*Required action*:
Give the line with "of the bunny" again, along with every line below it to the end of the records, word for word.

*Extracted records*:
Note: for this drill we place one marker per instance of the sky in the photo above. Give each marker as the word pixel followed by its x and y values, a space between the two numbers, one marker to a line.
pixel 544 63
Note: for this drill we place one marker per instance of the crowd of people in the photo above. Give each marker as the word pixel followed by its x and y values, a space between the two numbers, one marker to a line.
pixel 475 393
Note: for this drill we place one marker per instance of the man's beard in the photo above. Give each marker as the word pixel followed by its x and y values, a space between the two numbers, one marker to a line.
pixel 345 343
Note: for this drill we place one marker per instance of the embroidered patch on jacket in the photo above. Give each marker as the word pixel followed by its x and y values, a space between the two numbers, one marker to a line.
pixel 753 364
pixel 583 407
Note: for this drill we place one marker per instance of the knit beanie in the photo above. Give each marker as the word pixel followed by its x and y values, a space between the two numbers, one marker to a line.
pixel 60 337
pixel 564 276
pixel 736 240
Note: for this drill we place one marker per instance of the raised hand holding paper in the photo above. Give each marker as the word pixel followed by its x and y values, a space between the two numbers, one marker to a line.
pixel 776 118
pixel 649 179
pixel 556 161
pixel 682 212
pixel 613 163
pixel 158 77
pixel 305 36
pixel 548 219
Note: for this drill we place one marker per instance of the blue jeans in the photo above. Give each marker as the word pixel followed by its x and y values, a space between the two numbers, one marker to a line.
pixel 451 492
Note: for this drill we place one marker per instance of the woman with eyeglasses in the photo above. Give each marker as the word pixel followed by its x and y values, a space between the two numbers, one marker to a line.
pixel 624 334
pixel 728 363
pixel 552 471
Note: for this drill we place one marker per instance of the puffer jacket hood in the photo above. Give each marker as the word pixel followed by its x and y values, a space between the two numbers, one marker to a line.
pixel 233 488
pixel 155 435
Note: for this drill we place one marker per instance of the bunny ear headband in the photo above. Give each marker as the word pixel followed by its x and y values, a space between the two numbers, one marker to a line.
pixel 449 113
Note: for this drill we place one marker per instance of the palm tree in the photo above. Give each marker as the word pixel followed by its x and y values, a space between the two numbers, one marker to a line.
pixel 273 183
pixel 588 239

*Completed task*:
Note: for this drill we place one marker per instance of the bunny ear headband in the photo above. Give each marker as the word pixel followed by its x and y values, a space between the two numbers, one marker to a line.
pixel 449 113
Note: for this drill we place one marker per instance of the palm tree in the photo above. Give each marker as the word pixel followed by its x and y values, a space between the two numbers, one marker to a line.
pixel 273 183
pixel 588 239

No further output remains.